**BLOCO DE TEXTO:**
----------
A Deputada Única e a Liberdade LIVRE

O colapso das grandes narrativas políticas, Liberal e Marxista, deixa à superfície da política os fragmentos de um deserto e de um desastre feitos de fragmentos de ideias esquecidas ou reinventadas.

O LIVRE não escolheu um candidato a deputado. No exercício de um amplo processo de democracia participativa, o LIVRE teve como propósito escolher uma convergência de tendências políticas na figura de uma pessoa promovida a símbolo de uma causa. O símbolo da causa interpretou-se como a causa em si mesma, logo o ridículo e infantil conflito entre o LIVRE e a “Deputada Única”. Nada disto é sério, especialmente vindo de um partido político que se leva a sério.

O episódio da Palestina é um sopro dentro de um cubículo. O que importa é que a “Deputada Única” entende o seu mandato como uma propriedade individual, um chamamento da consciência, o desempenho histórico de mudar o Mundo, mas não sabe como votar sobre a Palestina. Se existe uma unanimidade na Esquerda fragmentada e impulsiva é sobre a questão da Palestina. No Médio Oriente domina a cor sépia e o sangue palestino. Qual é a dúvida?

O que importa sublinhar é que a “Deputada Única” reúne na circunstância da sua pessoa três visões do Mundo pós-marxista que juntas perfazem uma estranha e ortodoxa ideologia, a saber: a ideia de justiça social; a política da identidade; e o peculiar universo político da interseccionalidade.
----------
**DADOS GUARDADOS:**

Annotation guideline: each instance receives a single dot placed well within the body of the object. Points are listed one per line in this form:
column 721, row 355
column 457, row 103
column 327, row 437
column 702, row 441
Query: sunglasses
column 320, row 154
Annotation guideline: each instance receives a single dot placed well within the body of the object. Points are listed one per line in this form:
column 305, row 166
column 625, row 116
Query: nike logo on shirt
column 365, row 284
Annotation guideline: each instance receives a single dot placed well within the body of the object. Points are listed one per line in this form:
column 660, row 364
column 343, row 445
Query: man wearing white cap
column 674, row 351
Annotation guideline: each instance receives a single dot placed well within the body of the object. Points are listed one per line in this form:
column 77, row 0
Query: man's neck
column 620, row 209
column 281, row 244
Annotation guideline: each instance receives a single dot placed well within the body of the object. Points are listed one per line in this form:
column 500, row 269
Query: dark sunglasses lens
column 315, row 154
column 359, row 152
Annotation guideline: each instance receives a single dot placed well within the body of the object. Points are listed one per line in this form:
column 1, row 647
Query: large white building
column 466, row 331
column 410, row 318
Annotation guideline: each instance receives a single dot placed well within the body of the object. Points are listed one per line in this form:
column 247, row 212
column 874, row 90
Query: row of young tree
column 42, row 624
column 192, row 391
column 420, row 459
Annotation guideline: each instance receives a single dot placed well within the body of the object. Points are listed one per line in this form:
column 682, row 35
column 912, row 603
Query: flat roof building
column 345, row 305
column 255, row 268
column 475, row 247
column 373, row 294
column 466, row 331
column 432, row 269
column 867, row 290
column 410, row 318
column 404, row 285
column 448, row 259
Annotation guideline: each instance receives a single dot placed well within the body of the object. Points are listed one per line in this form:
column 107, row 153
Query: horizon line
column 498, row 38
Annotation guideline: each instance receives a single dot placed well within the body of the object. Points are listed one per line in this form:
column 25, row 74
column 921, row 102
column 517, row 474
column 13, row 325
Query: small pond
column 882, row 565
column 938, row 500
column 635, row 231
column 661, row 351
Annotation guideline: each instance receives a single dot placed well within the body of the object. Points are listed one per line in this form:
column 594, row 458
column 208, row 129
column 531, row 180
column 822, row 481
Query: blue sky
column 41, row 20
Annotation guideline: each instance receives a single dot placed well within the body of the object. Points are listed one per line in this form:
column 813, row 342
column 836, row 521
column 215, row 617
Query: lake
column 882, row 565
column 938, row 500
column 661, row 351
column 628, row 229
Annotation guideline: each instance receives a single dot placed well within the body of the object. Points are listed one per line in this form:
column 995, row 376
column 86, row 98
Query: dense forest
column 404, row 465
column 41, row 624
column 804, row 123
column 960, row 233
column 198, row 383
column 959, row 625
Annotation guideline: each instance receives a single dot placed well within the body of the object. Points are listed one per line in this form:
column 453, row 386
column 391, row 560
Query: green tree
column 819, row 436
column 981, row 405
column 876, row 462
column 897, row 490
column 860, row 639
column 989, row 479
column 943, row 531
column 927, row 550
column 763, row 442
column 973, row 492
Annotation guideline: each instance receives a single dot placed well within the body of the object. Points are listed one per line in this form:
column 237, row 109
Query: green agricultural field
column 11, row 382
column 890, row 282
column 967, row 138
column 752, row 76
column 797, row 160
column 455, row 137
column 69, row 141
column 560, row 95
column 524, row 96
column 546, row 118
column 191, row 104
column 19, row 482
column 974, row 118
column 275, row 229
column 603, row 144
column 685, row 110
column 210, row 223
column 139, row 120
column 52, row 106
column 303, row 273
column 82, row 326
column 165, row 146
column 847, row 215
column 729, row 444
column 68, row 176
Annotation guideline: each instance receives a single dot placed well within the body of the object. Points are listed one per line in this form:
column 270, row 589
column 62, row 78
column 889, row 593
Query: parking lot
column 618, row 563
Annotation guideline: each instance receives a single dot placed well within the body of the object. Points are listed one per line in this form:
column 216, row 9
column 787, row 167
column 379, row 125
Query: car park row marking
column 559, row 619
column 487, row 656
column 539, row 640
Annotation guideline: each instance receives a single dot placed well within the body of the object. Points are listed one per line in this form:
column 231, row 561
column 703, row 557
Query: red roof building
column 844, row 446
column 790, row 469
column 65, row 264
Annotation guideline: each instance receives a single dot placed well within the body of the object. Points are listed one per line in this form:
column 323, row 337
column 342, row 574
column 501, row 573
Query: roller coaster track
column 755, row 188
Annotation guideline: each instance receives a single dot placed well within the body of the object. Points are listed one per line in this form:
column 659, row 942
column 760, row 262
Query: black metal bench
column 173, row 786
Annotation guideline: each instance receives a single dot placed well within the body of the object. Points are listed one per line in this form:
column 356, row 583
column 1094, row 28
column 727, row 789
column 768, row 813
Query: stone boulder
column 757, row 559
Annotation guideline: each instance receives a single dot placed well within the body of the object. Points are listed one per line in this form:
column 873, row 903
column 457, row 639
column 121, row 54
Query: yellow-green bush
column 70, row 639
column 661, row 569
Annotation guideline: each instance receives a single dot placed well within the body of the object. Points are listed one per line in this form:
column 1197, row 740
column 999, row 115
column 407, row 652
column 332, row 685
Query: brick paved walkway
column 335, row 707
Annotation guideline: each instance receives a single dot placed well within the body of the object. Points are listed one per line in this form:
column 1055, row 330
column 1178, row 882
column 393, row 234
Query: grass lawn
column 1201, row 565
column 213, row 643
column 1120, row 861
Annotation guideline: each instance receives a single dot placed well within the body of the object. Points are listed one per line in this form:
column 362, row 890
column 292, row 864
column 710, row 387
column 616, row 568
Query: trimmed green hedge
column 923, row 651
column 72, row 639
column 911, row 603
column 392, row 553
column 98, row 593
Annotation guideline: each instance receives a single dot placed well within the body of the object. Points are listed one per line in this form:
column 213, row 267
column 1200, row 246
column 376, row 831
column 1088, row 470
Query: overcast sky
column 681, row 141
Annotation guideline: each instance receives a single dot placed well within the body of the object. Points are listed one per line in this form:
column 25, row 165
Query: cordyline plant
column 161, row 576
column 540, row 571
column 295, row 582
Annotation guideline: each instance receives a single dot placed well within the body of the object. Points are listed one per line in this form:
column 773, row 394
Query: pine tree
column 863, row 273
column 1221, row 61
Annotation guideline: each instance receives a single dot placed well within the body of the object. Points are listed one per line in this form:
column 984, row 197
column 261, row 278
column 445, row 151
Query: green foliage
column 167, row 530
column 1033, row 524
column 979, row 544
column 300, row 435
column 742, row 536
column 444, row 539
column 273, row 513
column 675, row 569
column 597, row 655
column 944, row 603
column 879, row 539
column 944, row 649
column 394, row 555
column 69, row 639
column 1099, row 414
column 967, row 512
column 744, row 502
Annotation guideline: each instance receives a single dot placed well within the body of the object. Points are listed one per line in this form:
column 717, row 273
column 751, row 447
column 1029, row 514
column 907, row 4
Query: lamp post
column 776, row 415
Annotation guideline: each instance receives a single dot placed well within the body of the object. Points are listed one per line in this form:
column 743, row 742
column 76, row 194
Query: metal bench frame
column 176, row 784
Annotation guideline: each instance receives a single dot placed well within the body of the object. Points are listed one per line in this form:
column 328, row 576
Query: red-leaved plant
----------
Prossiga o texto acima sobre o LIVRE e a “Deputada Única”, começando logo a seguir à sua última frase.

**RESULTADO DA TAREFA:**
A justiça social é a mais disseminada e abrangente das tendências, tanto mais que incorpora na própria designação o antídoto da resistência contra qualquer esboço de oposição – ninguém tem coragem hoje para defender a “injustiça social”. Depois vem a política da identidade, o fórum onde a justiça social é a ideologia afirmativa e dominante. O efeito resulta numa fragmentação das sociedades em grupos de interesse antagónicos e de acordo com o género, a etnia, a opção sexual, sendo estas identidades o impulso moral para a intervenção política.

Na lógica da política da identidade a sociedade é atomizada, organizada em torno do discurso das identidades renovadas e exclusivas. Finalmente, a interseccionalidade é a sobreposição ou a intersecção de identidades sociais e sistemas relacionados de opressão, dominação ou discriminação. O resultado político projecta-se no ajuste perpétuo das identidades e vulnerabilidades e na procura de uma organização social de um novo sistema de justiça.

A “Deputada Única” consegue preencher positivamente todas as quadrículas do formulário progressista. Neste sentido, o LIVRE não tem uma deputada, mas uma versão “mandatada” com uma visão fechada, dogmática, intolerante, inflexível, que não se comporta como um actor político porque assume a personalidade moralmente superior de um compêndio político. E como todos os compêndios políticos, a “Deputada Única” é a estátua de uma causa, um repositório vazio de palavras soltas.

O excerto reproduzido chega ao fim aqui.